[begin Records supplied]
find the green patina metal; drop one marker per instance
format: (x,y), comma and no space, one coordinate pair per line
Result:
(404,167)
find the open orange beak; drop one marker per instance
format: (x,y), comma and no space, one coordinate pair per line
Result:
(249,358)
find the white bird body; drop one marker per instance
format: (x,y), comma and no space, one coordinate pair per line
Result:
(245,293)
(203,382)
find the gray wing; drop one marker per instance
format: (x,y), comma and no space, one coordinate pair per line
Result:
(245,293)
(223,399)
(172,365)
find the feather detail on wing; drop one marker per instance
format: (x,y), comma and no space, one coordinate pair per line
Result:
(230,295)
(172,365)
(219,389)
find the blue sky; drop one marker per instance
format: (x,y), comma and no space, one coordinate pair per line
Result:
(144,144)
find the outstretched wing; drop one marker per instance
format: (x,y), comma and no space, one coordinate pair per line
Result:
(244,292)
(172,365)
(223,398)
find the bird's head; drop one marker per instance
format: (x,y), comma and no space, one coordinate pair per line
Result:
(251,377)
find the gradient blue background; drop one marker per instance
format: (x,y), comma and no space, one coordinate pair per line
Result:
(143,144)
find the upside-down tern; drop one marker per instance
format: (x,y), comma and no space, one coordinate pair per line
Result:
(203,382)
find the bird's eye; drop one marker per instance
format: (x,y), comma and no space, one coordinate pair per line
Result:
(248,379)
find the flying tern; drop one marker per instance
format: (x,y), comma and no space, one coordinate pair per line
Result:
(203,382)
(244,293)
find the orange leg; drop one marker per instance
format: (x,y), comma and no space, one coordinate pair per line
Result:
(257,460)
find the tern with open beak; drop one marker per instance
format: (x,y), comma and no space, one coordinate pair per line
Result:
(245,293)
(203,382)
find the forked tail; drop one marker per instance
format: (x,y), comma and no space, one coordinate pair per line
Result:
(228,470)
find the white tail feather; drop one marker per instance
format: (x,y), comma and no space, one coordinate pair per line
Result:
[end Records supplied]
#### [Task description]
Rewrite the lines above as a numbered list, leaving out any blank lines.

#### [Response to this exercise]
1. find the green patina metal; drop one marker per instance
2. format: (x,y), comma and no space, one coordinate pair per line
3. Result:
4. (404,167)
5. find the open orange beak; drop one marker per instance
6. format: (x,y), comma and no space, one coordinate pair per line
7. Result:
8. (249,358)
9. find the white bird body; drop one marker per instance
10. format: (x,y), comma and no space, one coordinate pair per line
11. Result:
12. (245,293)
13. (203,382)
14. find the gray wing; drop one marker per instance
15. format: (x,y), comma and no space, one coordinate pair per line
16. Result:
17. (245,293)
18. (223,399)
19. (172,365)
20. find the feather detail on wing; drop one marker per instance
21. format: (x,y), comma and no space, one coordinate pair per line
22. Result:
23. (230,295)
24. (172,365)
25. (219,389)
26. find the blue sky; drop one marker per instance
27. format: (x,y), comma and no space, one coordinate pair per line
28. Result:
29. (144,144)
30. find the outstretched wing; drop one marker per instance
31. format: (x,y), comma and no space, one coordinate pair per line
32. Result:
33. (244,292)
34. (172,365)
35. (223,398)
36. find the bird's head; drop one marker per instance
37. format: (x,y), comma and no space, one coordinate pair per line
38. Result:
39. (251,377)
40. find the gradient blue background; drop one marker per instance
41. format: (x,y), comma and no space, one coordinate pair per line
42. Result:
43. (143,144)
44. find the upside-down tern; drop one marker per instance
45. format: (x,y), comma and no space, one coordinate pair per line
46. Result:
47. (203,382)
48. find the bird's eye; drop one marker per instance
49. format: (x,y), comma and no space, one coordinate pair per line
50. Result:
51. (248,379)
52. find the flying tern; drop one marker per instance
53. format: (x,y), comma and no space, one coordinate pair per line
54. Result:
55. (203,382)
56. (244,293)
57. find the orange leg; drop one marker per instance
58. format: (x,y), comma and no space, one coordinate pair per line
59. Result:
60. (257,460)
61. find the tern with open beak; drop one marker per instance
62. format: (x,y), comma and no space, one coordinate pair per line
63. Result:
64. (245,293)
65. (203,382)
66. find the forked tail; drop one marker per instance
67. format: (x,y), comma and no space, one coordinate pair per line
68. Result:
69. (228,470)
70. find the white tail feather; drop one marker per instance
71. format: (x,y), comma and no space, one coordinate pair per line
72. Result:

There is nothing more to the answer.